#### Exercise goal:
Gather each line of the listing below that contains the word "light", and copy those lines out in the order they appear.

#### Dataset rows:
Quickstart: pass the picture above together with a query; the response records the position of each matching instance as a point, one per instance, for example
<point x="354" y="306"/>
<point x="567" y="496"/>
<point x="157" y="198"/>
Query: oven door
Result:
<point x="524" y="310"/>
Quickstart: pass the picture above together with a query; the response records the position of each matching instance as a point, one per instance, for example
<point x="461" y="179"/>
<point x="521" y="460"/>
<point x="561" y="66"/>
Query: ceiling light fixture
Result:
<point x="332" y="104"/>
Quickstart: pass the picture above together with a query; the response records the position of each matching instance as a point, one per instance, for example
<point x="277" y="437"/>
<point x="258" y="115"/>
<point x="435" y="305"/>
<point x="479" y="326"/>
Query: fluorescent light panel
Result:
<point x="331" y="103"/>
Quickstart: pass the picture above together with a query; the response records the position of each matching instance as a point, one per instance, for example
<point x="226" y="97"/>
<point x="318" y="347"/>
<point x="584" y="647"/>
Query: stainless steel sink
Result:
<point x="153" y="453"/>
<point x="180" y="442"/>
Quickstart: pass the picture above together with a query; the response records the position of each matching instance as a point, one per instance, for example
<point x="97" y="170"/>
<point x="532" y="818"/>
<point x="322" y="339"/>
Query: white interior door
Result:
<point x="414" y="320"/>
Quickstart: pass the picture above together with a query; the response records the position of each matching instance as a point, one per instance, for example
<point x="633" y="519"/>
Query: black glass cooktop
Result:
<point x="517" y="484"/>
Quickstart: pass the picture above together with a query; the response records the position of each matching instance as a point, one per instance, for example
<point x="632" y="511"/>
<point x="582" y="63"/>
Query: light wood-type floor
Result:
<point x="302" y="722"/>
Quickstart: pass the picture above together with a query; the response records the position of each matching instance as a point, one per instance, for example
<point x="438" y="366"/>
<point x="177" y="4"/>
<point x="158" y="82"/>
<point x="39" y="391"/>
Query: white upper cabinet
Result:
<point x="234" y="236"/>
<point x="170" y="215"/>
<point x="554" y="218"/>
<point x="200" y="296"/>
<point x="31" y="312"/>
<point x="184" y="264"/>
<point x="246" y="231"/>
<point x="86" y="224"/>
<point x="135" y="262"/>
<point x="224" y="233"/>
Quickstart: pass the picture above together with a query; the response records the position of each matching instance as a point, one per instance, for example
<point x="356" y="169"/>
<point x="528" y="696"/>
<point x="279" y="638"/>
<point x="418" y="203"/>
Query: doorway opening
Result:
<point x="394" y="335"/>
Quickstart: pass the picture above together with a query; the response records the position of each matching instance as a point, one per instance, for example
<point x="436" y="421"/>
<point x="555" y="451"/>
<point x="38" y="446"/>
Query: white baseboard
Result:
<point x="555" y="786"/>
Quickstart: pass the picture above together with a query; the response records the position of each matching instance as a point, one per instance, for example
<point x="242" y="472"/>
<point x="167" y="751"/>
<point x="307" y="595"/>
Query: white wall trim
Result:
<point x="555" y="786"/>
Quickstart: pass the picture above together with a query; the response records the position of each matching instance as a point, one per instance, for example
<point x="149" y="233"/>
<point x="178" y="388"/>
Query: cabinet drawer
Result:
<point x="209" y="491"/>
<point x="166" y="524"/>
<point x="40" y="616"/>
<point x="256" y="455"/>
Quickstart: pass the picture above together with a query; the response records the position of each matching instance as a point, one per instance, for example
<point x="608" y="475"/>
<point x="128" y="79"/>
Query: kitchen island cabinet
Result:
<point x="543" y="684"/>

#### Full response:
Query: ceiling light fixture
Query: fluorescent light panel
Query: light wood-type floor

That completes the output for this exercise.